------ Records for this exercise

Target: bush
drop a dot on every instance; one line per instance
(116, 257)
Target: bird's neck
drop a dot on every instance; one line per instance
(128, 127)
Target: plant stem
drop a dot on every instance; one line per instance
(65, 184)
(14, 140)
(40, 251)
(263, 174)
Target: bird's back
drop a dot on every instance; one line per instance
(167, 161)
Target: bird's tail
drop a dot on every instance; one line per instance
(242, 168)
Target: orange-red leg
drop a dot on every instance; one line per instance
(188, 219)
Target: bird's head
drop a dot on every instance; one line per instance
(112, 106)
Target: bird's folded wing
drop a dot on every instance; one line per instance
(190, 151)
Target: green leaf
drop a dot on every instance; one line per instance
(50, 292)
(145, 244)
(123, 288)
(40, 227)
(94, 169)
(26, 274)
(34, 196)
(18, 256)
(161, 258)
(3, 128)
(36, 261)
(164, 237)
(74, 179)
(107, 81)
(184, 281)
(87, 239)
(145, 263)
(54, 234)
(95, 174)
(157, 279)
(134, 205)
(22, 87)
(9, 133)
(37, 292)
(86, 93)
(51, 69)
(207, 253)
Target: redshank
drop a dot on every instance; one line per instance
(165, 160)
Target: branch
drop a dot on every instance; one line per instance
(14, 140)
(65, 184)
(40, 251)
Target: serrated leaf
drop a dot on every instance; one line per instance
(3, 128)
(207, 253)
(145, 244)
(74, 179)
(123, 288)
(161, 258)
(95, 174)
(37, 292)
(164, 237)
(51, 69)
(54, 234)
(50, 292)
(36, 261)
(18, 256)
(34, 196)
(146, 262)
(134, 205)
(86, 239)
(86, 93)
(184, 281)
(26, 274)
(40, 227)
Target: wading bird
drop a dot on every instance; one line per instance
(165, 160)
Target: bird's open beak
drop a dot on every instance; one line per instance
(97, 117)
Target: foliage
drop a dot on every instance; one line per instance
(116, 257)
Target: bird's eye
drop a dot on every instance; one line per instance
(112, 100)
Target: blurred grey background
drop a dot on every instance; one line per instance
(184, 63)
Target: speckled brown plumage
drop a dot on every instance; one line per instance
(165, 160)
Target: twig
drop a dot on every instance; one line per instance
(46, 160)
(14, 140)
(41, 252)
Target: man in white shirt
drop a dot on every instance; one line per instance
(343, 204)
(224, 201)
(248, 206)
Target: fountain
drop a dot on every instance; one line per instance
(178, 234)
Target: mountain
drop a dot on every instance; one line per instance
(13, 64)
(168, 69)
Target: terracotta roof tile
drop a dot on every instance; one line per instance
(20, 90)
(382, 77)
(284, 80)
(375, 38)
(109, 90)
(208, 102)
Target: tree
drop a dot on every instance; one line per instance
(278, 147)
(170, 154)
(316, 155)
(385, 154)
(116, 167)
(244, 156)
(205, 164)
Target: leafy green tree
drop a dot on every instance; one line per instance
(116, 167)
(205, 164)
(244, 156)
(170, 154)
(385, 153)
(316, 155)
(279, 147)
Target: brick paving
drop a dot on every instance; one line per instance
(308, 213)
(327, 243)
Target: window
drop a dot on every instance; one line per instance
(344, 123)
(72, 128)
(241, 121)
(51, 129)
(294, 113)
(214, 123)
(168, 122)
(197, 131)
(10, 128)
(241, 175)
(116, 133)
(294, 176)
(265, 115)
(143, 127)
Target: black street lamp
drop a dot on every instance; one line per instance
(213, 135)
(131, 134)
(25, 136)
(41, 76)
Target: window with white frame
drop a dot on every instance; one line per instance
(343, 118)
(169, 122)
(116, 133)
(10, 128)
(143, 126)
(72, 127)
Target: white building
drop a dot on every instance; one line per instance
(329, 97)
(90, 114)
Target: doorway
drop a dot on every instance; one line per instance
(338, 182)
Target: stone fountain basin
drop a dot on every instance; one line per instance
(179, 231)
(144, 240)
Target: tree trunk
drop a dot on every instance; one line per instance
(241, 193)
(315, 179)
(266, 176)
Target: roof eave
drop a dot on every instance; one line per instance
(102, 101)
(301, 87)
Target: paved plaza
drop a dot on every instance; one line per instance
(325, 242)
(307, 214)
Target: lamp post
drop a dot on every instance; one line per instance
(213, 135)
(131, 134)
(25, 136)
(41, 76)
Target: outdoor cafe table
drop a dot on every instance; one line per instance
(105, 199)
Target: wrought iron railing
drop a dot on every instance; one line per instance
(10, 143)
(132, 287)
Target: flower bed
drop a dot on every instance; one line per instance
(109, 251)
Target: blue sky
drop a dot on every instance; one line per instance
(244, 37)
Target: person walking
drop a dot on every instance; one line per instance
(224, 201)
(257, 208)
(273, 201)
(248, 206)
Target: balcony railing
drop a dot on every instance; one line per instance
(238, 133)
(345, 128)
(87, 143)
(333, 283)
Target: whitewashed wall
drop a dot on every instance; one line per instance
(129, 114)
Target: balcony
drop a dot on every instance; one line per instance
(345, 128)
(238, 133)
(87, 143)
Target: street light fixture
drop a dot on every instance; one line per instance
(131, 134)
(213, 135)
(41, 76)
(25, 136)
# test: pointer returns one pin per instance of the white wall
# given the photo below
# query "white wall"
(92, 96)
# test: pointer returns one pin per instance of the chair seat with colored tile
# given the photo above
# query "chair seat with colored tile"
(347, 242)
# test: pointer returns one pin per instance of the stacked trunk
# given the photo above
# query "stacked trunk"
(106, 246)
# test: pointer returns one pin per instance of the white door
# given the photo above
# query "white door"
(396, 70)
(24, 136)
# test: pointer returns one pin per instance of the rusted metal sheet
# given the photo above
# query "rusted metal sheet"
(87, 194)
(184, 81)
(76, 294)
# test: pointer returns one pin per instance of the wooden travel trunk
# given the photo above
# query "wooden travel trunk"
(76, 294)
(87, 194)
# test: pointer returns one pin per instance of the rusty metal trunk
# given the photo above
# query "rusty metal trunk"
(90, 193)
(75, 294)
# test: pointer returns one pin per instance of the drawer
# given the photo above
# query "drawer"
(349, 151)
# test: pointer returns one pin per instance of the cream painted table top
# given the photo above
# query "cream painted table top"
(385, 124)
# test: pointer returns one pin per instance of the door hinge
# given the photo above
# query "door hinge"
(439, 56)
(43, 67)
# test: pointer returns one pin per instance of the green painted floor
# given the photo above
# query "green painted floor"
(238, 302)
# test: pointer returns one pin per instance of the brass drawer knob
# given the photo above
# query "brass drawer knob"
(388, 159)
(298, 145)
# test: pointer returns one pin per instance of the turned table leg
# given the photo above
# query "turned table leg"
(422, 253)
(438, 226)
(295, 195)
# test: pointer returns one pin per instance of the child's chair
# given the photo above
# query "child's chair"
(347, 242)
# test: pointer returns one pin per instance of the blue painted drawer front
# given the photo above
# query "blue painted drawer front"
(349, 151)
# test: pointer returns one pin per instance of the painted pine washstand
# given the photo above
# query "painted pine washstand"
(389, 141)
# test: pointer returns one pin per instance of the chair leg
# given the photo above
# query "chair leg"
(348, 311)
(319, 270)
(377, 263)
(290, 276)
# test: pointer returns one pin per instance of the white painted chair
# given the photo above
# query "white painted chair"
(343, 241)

------------

In the records above, return only the line that contains "# test: pointer returns one pin per instance of the rusted" and every line after it through the last, exactly as they appear.

# test: pointer returns one pin per instance of the rusted metal sheet
# given the photo above
# query "rusted metal sheet"
(87, 194)
(184, 81)
(76, 294)
# test: pointer returns one pin per instance of the wooden travel trunk
# given the photo above
# query "wooden travel trunk"
(76, 294)
(87, 194)
# test: pointer returns one pin per instance of the rusty metal trunk
# given the photo above
# query "rusty metal trunk"
(90, 193)
(75, 294)
# test: pointer returns one pin per instance of the drawer
# given the photo above
# query "drawer"
(349, 151)
# test: pointer returns one pin per instance of the cream painted table top
# given the photo above
# query "cream painted table top"
(385, 124)
# test: pointer returns one pin per instance of the door hinge
# given the photo above
# query "door hinge"
(439, 56)
(43, 67)
# test: pointer returns one pin per instance of the green painted floor
# given the photo above
# query "green painted floor"
(238, 302)
# test: pointer returns one pin per instance of the brass drawer knob
# given the photo above
# query "brass drawer knob"
(388, 159)
(298, 145)
# test: pointer returns one pin per instance of the turned table leg
# given the photo above
# query "turned table leg"
(422, 253)
(438, 226)
(295, 195)
# test: pointer returns one pin per instance of the child's chair
# given the photo above
# query "child's chair"
(347, 242)
# test: pointer returns one pin per instance of the blue painted drawer front
# given the photo above
# query "blue painted drawer front"
(349, 151)
# test: pointer returns one pin per instance of the painted pine washstand
# given the photo above
# query "painted pine washstand"
(389, 141)
# test: pointer returns one pin per instance of the chair leg
# given the photo above
# query "chair leg"
(348, 311)
(319, 270)
(377, 263)
(290, 276)
# test: pointer returns one pin per instance of the white painted chair
# given the photo above
# query "white painted chair"
(343, 241)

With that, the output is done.